* _YOUR OBJECTIVE_
Please state how many lines in the data below contain the string "turbine", and give only that number.

■ ■ ■

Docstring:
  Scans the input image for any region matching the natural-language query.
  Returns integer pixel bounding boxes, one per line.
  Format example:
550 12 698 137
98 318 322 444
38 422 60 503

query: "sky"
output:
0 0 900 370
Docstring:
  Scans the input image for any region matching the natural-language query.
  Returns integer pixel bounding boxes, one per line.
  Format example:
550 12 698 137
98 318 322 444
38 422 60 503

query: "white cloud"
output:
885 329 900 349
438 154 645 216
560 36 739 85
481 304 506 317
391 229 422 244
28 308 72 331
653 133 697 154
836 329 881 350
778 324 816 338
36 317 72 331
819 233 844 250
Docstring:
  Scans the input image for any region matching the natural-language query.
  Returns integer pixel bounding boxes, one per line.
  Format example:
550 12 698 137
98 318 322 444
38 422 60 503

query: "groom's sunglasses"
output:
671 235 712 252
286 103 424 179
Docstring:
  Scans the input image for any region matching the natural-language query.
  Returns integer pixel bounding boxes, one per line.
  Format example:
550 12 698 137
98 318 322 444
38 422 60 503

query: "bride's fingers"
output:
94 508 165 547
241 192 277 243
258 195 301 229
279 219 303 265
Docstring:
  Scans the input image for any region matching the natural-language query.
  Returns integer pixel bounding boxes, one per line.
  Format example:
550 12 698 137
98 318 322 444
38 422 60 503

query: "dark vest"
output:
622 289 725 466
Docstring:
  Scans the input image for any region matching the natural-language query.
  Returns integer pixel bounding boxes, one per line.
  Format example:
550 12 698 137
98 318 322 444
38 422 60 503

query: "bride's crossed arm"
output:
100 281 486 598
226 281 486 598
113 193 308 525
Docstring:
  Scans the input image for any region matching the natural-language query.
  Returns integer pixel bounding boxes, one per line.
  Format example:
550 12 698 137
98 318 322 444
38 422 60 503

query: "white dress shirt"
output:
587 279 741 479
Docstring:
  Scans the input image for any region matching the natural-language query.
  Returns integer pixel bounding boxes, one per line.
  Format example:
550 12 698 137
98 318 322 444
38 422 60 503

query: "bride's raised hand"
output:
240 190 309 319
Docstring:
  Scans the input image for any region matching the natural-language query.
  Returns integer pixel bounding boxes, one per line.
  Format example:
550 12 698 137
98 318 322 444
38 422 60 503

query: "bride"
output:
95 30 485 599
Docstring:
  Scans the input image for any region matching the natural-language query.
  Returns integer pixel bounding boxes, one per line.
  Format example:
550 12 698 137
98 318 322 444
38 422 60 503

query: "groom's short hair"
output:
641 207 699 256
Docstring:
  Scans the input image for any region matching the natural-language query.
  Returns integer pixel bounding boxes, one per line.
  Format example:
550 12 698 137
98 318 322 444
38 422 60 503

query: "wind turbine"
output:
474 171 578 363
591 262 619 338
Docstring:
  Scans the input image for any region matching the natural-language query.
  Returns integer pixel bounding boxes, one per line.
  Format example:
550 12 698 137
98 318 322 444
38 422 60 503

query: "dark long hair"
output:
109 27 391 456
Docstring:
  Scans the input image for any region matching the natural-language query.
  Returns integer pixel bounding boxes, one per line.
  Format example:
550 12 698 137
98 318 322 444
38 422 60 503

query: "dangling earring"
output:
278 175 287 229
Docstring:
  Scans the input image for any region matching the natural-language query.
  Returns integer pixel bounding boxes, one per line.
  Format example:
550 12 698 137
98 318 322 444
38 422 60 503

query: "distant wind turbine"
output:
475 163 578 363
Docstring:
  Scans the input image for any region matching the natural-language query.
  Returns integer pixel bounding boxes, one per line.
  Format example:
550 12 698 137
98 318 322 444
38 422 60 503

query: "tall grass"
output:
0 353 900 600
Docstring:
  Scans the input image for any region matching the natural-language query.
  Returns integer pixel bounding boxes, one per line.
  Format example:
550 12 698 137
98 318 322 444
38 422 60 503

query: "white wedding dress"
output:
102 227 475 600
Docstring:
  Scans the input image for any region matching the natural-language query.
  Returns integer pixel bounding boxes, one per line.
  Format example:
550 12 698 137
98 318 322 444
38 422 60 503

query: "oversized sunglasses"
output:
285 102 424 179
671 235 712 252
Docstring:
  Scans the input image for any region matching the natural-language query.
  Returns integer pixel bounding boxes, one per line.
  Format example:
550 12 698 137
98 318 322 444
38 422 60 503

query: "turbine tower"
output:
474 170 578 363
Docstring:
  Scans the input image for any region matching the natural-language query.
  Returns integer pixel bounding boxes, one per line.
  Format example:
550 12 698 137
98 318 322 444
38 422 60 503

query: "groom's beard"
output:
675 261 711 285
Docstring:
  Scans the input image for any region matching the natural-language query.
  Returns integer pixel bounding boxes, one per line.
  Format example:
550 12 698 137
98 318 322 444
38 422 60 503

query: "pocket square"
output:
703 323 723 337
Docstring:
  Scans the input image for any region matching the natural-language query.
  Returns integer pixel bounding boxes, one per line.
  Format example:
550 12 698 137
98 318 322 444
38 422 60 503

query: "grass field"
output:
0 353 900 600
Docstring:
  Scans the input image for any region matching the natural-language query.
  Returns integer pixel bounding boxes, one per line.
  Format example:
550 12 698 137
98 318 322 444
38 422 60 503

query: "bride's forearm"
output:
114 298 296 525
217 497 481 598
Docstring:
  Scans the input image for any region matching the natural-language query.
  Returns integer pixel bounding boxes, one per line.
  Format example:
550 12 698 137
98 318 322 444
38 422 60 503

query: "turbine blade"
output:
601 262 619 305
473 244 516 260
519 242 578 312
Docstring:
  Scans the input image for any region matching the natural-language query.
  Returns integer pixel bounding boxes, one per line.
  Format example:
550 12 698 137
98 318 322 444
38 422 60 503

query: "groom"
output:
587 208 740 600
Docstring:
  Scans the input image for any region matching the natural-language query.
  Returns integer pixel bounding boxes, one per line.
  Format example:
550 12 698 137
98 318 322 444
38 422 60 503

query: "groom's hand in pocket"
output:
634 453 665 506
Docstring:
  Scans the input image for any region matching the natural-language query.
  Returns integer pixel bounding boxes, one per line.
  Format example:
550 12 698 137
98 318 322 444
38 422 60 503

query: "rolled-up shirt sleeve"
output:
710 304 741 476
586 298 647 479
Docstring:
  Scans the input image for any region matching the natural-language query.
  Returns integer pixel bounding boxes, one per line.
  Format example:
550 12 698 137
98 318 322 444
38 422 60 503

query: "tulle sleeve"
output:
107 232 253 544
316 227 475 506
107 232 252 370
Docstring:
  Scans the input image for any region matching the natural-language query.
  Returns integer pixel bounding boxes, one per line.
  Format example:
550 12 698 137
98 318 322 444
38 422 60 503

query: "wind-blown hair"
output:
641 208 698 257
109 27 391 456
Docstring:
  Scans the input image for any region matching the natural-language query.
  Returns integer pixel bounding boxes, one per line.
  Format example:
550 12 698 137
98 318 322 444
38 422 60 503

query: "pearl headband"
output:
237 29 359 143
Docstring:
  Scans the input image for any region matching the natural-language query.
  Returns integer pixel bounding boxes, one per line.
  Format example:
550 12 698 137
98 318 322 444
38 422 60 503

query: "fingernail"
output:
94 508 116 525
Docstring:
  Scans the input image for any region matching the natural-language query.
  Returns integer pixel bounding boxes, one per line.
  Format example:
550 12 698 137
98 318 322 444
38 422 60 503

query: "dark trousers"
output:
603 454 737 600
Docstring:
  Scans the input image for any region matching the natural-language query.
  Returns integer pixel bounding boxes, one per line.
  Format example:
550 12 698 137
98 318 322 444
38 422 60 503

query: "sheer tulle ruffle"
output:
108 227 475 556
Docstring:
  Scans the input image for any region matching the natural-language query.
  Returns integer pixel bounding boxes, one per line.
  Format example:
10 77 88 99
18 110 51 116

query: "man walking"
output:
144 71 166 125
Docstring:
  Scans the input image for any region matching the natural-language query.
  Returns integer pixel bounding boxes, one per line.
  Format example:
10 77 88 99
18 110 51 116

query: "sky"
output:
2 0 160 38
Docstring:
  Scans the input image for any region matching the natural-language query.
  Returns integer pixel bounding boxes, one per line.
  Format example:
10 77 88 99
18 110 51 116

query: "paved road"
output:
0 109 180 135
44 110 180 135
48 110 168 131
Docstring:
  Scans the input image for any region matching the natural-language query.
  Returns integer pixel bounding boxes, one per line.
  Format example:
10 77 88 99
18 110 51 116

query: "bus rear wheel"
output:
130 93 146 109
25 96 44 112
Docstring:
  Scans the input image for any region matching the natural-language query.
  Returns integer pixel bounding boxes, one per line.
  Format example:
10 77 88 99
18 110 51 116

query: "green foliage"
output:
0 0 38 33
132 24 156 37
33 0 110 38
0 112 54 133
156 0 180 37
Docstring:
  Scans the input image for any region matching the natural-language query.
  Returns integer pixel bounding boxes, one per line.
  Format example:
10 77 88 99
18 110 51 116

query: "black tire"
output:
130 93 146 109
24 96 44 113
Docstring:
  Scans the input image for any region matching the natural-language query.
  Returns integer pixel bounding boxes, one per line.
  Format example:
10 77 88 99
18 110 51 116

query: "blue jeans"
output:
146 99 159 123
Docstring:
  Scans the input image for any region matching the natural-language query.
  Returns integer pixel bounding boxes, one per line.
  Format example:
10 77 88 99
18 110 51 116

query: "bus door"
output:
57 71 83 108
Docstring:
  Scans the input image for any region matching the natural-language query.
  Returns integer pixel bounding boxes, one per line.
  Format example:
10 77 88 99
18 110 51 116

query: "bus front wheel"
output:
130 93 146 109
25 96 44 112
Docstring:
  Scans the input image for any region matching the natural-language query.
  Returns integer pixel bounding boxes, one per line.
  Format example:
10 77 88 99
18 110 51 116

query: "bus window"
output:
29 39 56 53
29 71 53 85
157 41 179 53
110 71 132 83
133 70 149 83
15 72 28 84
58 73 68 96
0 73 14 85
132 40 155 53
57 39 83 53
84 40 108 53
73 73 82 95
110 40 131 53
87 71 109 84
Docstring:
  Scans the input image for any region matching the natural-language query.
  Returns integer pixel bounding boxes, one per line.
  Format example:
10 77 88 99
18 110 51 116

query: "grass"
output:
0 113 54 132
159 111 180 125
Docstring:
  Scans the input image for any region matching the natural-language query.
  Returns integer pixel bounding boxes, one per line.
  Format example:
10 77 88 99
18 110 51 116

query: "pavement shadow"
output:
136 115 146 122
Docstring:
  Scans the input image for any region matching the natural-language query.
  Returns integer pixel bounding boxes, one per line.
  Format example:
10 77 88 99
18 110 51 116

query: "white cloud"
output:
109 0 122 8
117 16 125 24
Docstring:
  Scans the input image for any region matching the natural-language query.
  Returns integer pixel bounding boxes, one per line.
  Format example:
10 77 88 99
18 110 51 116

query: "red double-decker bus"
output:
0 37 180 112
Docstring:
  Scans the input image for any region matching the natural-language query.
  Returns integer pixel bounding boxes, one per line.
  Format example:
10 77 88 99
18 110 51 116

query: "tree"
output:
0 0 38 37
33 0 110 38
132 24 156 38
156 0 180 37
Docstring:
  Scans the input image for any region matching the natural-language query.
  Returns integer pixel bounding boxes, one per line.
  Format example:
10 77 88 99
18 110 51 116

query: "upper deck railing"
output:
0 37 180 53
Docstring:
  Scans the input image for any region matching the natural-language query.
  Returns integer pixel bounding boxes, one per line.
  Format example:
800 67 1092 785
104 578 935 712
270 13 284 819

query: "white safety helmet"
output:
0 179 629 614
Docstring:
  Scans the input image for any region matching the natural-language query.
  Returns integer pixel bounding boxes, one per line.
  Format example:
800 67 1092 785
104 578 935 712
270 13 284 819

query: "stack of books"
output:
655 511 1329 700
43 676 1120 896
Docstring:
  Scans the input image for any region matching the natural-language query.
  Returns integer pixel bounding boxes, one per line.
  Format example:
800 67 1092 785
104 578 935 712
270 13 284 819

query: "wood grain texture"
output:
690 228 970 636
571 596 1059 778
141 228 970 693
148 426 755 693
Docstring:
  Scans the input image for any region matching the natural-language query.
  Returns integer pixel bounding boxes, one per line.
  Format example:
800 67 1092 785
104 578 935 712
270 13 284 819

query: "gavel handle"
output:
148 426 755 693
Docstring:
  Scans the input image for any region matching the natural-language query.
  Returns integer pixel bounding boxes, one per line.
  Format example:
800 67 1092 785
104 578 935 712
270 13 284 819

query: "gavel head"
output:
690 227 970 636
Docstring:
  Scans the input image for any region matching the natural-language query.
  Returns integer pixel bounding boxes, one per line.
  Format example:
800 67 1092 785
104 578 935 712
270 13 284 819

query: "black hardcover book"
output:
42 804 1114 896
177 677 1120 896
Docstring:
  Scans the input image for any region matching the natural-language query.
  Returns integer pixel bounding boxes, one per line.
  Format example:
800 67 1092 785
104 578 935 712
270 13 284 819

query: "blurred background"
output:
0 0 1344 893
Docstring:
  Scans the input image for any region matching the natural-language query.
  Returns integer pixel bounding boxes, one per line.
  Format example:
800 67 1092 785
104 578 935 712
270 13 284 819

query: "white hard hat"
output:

■ ■ ■

* _OUTPUT_
4